* **What the exercise asks**:
Copy exactly the lines of the data below that run from the line holding "Expected output: a single point for each instance of the rough" through the line holding "patterned shirt, with integer pixel coordinates.", both ends included.

┌─ Excerpted data

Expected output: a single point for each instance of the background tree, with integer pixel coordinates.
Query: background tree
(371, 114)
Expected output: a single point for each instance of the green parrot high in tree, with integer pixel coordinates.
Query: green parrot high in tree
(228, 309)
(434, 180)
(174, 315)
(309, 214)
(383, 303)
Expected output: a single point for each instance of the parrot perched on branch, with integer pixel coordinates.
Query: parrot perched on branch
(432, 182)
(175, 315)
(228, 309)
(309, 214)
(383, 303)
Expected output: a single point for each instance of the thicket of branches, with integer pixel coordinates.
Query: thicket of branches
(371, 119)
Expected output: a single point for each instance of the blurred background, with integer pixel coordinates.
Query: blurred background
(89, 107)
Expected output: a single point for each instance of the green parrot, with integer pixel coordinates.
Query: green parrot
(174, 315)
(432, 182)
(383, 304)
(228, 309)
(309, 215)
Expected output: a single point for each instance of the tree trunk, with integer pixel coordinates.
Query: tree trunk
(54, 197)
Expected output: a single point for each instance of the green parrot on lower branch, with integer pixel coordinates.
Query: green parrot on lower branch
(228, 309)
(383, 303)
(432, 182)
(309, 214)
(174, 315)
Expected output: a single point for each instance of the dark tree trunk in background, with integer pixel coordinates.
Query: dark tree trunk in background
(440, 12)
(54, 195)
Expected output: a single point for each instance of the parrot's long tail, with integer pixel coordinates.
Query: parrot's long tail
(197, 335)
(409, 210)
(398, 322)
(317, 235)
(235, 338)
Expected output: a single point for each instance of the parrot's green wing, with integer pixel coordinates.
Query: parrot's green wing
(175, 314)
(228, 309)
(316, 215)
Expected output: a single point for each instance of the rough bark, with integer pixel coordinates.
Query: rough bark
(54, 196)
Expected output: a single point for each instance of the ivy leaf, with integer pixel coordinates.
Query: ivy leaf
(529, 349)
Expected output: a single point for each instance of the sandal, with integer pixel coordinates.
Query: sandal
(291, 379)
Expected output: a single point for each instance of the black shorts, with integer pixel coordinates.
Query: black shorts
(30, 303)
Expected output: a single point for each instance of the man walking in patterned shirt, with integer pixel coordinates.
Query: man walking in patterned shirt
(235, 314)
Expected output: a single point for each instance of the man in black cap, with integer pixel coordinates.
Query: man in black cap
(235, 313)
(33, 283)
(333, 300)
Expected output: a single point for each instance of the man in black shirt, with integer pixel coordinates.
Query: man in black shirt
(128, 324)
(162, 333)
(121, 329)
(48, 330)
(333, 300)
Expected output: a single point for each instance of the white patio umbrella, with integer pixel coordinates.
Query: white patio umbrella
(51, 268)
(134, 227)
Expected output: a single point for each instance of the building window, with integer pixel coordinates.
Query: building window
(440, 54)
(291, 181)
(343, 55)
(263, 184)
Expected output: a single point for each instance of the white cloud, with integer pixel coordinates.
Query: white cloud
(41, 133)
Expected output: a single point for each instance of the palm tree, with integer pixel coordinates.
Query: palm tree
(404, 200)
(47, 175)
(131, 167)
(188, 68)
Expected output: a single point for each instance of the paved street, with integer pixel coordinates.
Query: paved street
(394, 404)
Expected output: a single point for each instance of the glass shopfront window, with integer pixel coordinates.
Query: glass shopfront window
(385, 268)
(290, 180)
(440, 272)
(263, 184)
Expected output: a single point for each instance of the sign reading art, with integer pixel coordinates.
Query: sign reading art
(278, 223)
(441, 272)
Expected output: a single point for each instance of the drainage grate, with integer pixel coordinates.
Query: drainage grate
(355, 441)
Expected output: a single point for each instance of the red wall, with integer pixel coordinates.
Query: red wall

└─

* **Solution to the exercise**:
Expected output: a single point for each instance of the rough bark, with integer pixel coordinates.
Query: rough bark
(54, 196)
Expected output: a single point for each instance of the ivy leaf, with integer pixel coordinates.
Query: ivy leaf
(529, 349)
Expected output: a single point for each instance of the sandal, with integer pixel coordinates.
Query: sandal
(291, 379)
Expected output: a single point for each instance of the black shorts, with integer pixel coordinates.
Query: black shorts
(30, 303)
Expected output: a single point for each instance of the man walking in patterned shirt, with integer pixel coordinates.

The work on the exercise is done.